● **REQUIREMENTS**
Revise all the material below so that "top-left corner" becomes "upper-left corner" wherever it occurs, leaving everything else unchanged. Omit the pictures from your answer.

● **GIVEN INFORMATION**

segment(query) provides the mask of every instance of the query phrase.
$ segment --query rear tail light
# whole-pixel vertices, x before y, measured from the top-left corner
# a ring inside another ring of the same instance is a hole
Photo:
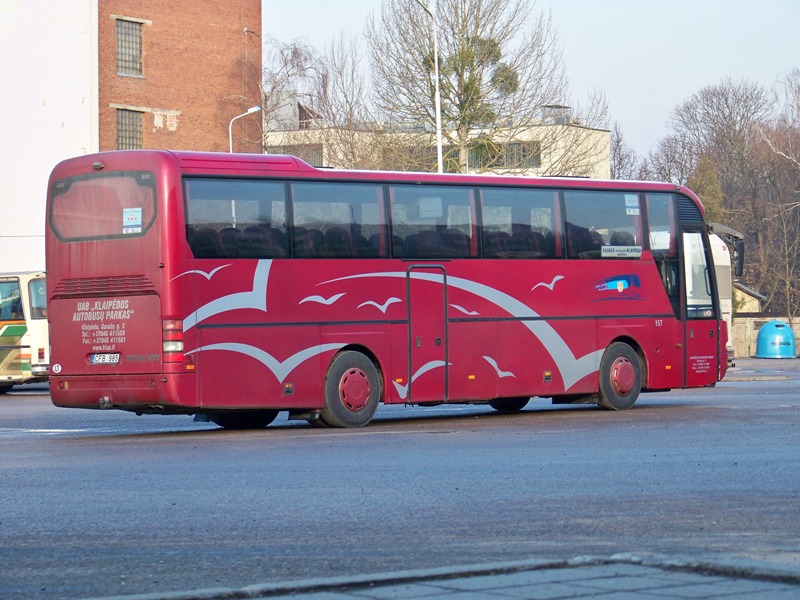
[[[183,321],[165,319],[161,327],[161,351],[165,363],[183,362]]]

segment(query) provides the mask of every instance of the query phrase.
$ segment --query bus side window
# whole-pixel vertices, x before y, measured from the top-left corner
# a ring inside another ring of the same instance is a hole
[[[386,256],[382,186],[304,181],[291,190],[295,256]]]
[[[638,194],[567,190],[564,204],[569,258],[641,257]]]
[[[467,258],[474,243],[471,188],[396,185],[389,190],[394,256],[400,258]]]
[[[481,188],[484,258],[552,258],[558,192],[530,188]]]

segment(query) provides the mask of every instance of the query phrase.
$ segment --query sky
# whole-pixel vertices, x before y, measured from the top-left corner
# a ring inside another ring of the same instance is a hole
[[[415,0],[408,0],[410,10]],[[434,0],[428,0],[432,2]],[[262,0],[263,32],[318,50],[360,35],[380,0]],[[725,77],[769,89],[800,68],[798,0],[538,0],[560,39],[573,104],[592,90],[609,126],[640,155],[669,133],[670,112]],[[363,38],[362,38],[363,43]],[[366,51],[366,50],[365,50]]]

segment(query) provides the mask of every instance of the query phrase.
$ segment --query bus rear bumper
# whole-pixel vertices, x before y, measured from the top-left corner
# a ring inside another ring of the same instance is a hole
[[[197,409],[192,374],[51,376],[50,398],[63,408],[116,408],[139,413],[192,414]]]

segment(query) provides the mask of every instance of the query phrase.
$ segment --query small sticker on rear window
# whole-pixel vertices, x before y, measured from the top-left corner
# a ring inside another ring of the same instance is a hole
[[[141,207],[122,209],[122,233],[142,233]]]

● **FINAL RESULT**
segment(query) provides the mask of every instance of the query phrase.
$ segment --query rear tail light
# whole-pixel vertices, x before y, measured from the upper-left corner
# a ring inside another ring of the same instance is a hole
Photo:
[[[183,321],[165,319],[161,327],[161,351],[165,363],[183,362]]]

segment(query) provides the mask of every instance of the query phrase.
$ segment --query bus side window
# whole-pixel vertices, x before y, measured from the upper-left corner
# a ring inside another ring of the same instance is a hole
[[[386,256],[382,186],[304,181],[291,190],[295,256]]]
[[[638,194],[567,190],[564,204],[569,258],[641,257]]]
[[[467,258],[474,243],[471,188],[396,185],[389,190],[394,256],[400,258]]]
[[[481,188],[484,258],[552,258],[558,192],[530,188]]]

segment(query) provides the mask of every instance of the query phrase.
$ segment --query sky
# whole-pixel vertices, x before y, measured from the upper-left corner
# a ring inside another ring of the same instance is a hole
[[[415,0],[408,0],[410,10]],[[434,0],[428,0],[432,2]],[[262,0],[263,32],[318,50],[360,35],[380,0]],[[725,77],[769,89],[800,68],[798,0],[538,0],[560,39],[573,104],[592,90],[609,126],[640,155],[669,133],[670,112]],[[363,38],[362,38],[363,43]],[[366,51],[366,50],[365,50]]]

segment(query) provides the mask of every instance of the query phrase.
$ segment --query bus rear bumper
# whole-pixel vertices, x before y, measured from the upper-left corner
# a ring inside another ring of the same instance is a hole
[[[197,409],[192,374],[51,376],[50,398],[63,408],[116,408],[139,413],[192,414]]]

segment(query) provides the mask of every instance of the query phrase.
$ segment --query small sticker on rear window
# whole-pixel vertices, x before y, measured from the upper-left corner
# a ring inside another ring of the same instance is a hole
[[[141,207],[122,209],[122,233],[142,233]]]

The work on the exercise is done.